**Provided passage**

========================================

Exhibit 10.1
SETTLEMENT AGREEMENT AND
RELEASE
This
Settlement Agreement is dated as of
June 9, 2008, by and between Rockwell Collins, Inc., a
Delaware corporation (“RC”), and Rockwell Collins
Simulation & Training Solutions LLC, a Delaware limited
liability company wholly owed by RC (“RC Simulation”),
on the one hand, and Evans & Sutherland Computer
Corporation, a Utah corporation (“E&S”), on the
other. Each of RC, RC Simulation and E&S is a
“Party,” and collectively are the
“Parties.”
WHEREAS, RC,
RC Simulation and E&S entered into a Laser Projection Systems
Agreement Between Rockwell Collins, Inc., Rockwell Collins
Simulation & Training Solutions LLC and Evans &
Sutherland Computer Corporation (the “Systems
Agreement”), RC Simulation and E&S entered into a Laser
Projection System Supply Agreement (the “Supply
Agreement”) and RC, E&S and U.S. Bank National
Association (the “Escrow Agent”) entered into an Escrow
Agreement (the “Escrow Agreement”), each dated as of
May 26, 2006 (collectively, the
“Agreements”);
WHEREAS,
certain disputes have arisen between the Parties with respect to
the performance of their respective obligations under the Systems
Agreement, the Supply Agreement and the Escrow Agreement (the
“Disputes”);
WHEREAS, the
Parties desire to fully and finally resolve the Disputes and all of
the claims now or previously asserted (or which could have been
asserted) in connection with the Agreements;
NOW,
THEREFORE, in consideration of the mutual covenants set forth
herein, the Parties agree as follows:
1.
RC will cause to be paid to E&S the amount of US $1,050,000, as
noted in paragraph 2, infra .
2.

========================================

**Directions**
1. Name every organization in the settlement agreement text, and give the short name it is assigned there.
2. Write the next part of the settlement agreement text, beginning after paragraph 1.

**Data lines**
========================================

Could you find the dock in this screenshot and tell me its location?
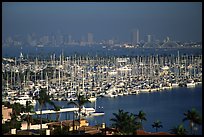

========================================

**Exercise responses**
1.
- Rockwell Collins, Inc. ("RC")
- Rockwell Collins Simulation & Training Solutions LLC ("RC Simulation")
- Evans & Sutherland Computer Corporation ("E&S")
- U.S. Bank National Association (the "Escrow Agent")

2.
Not later than the close of business on the date this Settlement
Agreement is executed, RC and E&S will issue a joint
instruction (in the form of Attachment 1 hereto) to the Escrow
Agent, as defined in the Escrow Agreement, to disburse (i) US
$1,050,000 from the Escrow Fund, as defined in the Escrow Agreement
to E&S; and (ii) the balance of the Escrow Fund to RC
within two (2) business days of the Escrow Agent’s
receipt of the joint instruction.
3.
The date of the disbursements from the Escrow Fund to E&S and
RC shall be deemed to be the “Closing Date.”
1
4.
Effective on the Closing Date, the Systems Agreement and Supply
Agreement will be terminated and of no further force or effect.
5.
Effective on the Closing Date, the Parties release and discharge
each other, and their respective current and former parents,
subsidiaries, controlled affiliates, officers, directors, employees
and agents (collectively, the “Released Parties,” and
each a “Released Party”), from any and all known or
unknown claims or causes of action that any of them may have, had,
now have or could have had, arising out of or relating to the
Agreements or the transactions or occurrences contemplated thereby,
including the matters briefed and submitted on May 23, 2008 to
Judge Richard Neville, as mediator.
6.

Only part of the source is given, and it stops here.